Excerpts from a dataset
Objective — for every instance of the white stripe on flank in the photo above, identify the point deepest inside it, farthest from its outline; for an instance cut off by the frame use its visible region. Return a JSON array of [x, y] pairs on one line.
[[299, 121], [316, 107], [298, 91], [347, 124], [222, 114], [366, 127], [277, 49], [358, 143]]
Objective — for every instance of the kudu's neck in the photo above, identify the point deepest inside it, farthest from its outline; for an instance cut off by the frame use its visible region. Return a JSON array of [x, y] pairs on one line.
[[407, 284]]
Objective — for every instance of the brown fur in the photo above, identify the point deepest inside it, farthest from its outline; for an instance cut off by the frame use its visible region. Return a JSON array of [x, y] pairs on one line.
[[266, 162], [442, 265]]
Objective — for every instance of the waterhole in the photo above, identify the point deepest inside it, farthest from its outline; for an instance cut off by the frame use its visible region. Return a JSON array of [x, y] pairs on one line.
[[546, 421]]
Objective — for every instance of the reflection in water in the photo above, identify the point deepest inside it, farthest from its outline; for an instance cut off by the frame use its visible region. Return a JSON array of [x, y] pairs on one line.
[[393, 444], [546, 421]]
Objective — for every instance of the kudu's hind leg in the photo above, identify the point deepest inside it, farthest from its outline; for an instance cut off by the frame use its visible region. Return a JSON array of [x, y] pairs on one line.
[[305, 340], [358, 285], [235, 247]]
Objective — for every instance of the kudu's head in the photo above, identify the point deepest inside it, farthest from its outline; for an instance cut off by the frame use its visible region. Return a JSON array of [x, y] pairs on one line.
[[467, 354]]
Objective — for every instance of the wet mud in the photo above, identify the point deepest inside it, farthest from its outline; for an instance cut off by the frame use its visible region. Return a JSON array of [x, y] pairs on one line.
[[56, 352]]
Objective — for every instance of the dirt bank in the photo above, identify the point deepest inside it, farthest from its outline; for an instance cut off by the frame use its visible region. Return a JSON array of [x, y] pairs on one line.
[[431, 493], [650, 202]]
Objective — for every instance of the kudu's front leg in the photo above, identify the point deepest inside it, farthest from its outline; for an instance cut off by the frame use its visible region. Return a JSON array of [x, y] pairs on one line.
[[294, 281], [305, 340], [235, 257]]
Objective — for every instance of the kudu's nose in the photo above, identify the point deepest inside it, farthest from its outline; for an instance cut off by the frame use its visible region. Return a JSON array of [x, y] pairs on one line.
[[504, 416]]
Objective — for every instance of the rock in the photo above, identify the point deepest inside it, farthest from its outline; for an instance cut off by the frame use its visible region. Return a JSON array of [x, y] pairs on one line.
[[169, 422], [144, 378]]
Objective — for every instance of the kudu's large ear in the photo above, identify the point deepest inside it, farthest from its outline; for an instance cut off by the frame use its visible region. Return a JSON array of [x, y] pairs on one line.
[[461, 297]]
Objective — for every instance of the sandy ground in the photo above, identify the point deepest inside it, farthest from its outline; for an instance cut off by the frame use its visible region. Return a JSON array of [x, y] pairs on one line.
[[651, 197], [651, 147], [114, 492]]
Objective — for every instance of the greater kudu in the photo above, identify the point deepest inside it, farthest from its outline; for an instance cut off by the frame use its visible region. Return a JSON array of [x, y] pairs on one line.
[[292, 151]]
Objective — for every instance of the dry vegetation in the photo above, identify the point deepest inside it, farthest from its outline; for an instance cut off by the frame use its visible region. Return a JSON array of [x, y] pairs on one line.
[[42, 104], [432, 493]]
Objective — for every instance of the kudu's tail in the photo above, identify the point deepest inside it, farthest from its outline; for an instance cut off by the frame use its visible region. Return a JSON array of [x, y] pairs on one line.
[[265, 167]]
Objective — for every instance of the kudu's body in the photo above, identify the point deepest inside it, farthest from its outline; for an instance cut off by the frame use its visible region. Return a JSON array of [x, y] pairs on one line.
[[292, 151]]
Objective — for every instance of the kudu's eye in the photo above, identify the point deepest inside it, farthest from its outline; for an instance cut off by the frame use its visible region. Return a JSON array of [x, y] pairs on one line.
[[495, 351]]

> What to do
Set out every record in full, exactly as given.

> Result
Objective — for every instance of the white stripe on flank in the photo above, identify the point deepest inside it, farthest from its outline; for an instance cut off by the frame use its visible region. Return a JSON array of [x, y] pairs on one line.
[[299, 121], [316, 107], [298, 91], [347, 124], [222, 114], [366, 127], [277, 49], [358, 143]]
Objective — for every instance of the kudu's neck in the photo above, identify the point deepest inside it, farthest from its outline; for an instance cut off by the frame use its visible region. Return a JSON array of [x, y] pairs on one line.
[[407, 284]]
Objective — for every instance of the brown fur in the photo above, identify the point deepest inside it, farthest from its outline; for an instance cut off by the frame use its visible region. Return a JSON array of [x, y] pairs on one line.
[[266, 162], [442, 265]]
Objective — for every instance of the waterhole in the photo above, identify the point deepest inside it, farthest from its outline; for an instance cut off by the frame use its visible region. Return a JSON array of [x, y] pairs on one line.
[[546, 421]]
Objective — for every instance of the reflection in water in the photo above, identify the point deepest inside it, farthest from its outline; for an instance cut off by the frame use its visible region. Return a JSON array of [x, y] pairs on one line.
[[393, 444], [546, 421]]
Objective — for every instance of the kudu's hind leg in the photo above, identify the point deepest inside it, farthest from its outline; for an instance cut off by the frame use its visible region. Return a JSON array of [x, y] pairs on one line.
[[305, 340], [358, 285], [235, 247]]
Objective — for every instance of the kudu's head in the photo above, identify the point deepest inside it, farthest from its outline; for an instance cut off by the frame use its visible region. Return a JSON array of [x, y] pairs on one line.
[[467, 354]]
Objective — for every instance of the wet mud in the photo above, identify the point deepest inside it, farthest from its outline; for an instance cut off by the frame use its visible region. Return a JSON array of [x, y] pairs on one line.
[[56, 352]]
Objective — for every instance of the dirt bank in the photo above, identify the point deepest inside it, farthest from its outline; for an instance cut off by the frame use its visible region. Return a JSON array of [x, y] pairs on one line.
[[431, 493], [650, 202]]
Objective — for every instance of the kudu's front leg in the photo above, identify the point deepest inside it, farthest from its outline; for an instance cut off by the frame use its visible region. Return a JSON array of [x, y] pairs on one line.
[[294, 281], [305, 340], [235, 257]]
Objective — for every instance of the kudu's nose in the photo above, identify the point deepest inside it, farthest from its outline; for an instance cut off by the frame use its visible region. Return a JSON array of [x, y] pairs on one line.
[[504, 416]]
Objective — for every instance of the rock in the photo above, identify the point deepest inside it, farthest from its outline; for an instance cut off by the frame use its visible region. Return a JSON array of [x, y] pairs on one line.
[[169, 422], [144, 378]]
Objective — for every instance of the kudu's large ear in the photo above, identify the point deepest inside it, farthest from its outline; for an instance cut off by the frame use its visible region. Return a JSON array of [x, y] pairs on one line.
[[461, 297]]
Objective — for every instance of the sandy ground in the photo above, identify the point deepest inside it, farthest from its outline; for an instance cut off by the frame use its visible region. Return a JSON array of [x, y] pairs on one line.
[[651, 197], [651, 147], [114, 492]]
Objective — for every instance of the greater kudu in the photo above, identify the point deepest inside it, farthest from its outline; for an instance cut off by the frame use its visible region. Return a JSON array of [x, y] pairs on one line.
[[292, 151]]
Objective — for every instance of the dry vegetation in the photo above, identify the point deepest inside it, farthest from its outline; for an instance cut off by the frame use its visible region. Return a JSON array of [x, y] pairs on one line.
[[42, 104], [432, 493]]
Objective — for every instance of the kudu's tail in the photo above, identify the point deepest inside it, farthest from its outline; for an instance cut off by the frame use its visible region. Return a JSON array of [x, y] pairs on one line.
[[265, 167]]
Objective — for every instance of the kudu's body in the photo above, identify the point deepest inside it, farthest from its outline; for an instance cut off by the frame use its visible region. Return a JSON array of [x, y] pairs on one line.
[[292, 151]]
Objective — for every instance of the kudu's eye in the photo above, identify the point deepest inside it, farthest from its outline; for an instance cut off by the frame use its visible region. Return a JSON array of [x, y] pairs on one line.
[[495, 351]]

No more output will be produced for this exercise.